[MATERIALS PROVIDED]

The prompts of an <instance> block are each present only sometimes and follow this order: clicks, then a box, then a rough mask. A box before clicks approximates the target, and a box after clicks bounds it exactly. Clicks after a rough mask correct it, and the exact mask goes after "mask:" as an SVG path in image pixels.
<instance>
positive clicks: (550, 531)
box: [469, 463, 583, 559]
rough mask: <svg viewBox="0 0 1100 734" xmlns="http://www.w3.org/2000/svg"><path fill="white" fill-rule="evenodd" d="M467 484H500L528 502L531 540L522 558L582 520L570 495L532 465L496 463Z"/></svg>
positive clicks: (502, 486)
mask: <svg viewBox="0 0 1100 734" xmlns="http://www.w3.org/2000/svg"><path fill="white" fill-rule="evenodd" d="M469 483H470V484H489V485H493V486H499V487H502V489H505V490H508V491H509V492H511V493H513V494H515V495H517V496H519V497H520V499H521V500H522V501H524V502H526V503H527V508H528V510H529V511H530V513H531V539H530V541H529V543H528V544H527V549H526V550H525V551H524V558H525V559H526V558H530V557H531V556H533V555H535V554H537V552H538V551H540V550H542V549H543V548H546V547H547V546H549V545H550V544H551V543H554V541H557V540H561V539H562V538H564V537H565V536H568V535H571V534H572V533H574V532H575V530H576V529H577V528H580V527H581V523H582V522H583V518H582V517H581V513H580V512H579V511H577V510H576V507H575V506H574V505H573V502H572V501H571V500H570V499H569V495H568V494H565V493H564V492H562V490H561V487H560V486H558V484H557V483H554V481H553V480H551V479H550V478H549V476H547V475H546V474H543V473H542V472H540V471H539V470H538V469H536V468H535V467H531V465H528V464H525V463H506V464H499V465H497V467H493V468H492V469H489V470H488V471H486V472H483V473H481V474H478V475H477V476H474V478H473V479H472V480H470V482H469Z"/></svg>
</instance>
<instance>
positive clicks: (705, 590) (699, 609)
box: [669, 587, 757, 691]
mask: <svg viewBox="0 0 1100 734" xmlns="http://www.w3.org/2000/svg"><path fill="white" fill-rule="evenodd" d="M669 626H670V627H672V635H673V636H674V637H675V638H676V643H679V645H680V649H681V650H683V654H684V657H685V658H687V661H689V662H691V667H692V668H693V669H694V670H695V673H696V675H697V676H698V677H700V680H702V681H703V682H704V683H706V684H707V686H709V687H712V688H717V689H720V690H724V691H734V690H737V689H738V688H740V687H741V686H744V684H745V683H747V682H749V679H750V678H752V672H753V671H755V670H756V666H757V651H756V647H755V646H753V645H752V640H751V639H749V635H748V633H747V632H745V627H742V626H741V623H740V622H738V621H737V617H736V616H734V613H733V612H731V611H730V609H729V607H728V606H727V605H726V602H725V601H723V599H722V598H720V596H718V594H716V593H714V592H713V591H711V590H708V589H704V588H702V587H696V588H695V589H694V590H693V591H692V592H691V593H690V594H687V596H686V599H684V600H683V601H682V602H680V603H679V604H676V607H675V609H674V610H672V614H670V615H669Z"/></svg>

[/MATERIALS PROVIDED]

_REQUIREMENT_
Return the span of lines in the data above that opens at the line with "positive clicks: (550, 531)" and closes at the line with "rough mask: <svg", exactly, ends included, nothing else.

_RESPONSE FOR THIS EXERCISE_
positive clicks: (550, 531)
box: [469, 463, 583, 559]
rough mask: <svg viewBox="0 0 1100 734" xmlns="http://www.w3.org/2000/svg"><path fill="white" fill-rule="evenodd" d="M467 484H500L528 502L531 540L522 558L582 520L570 495L532 465L496 463Z"/></svg>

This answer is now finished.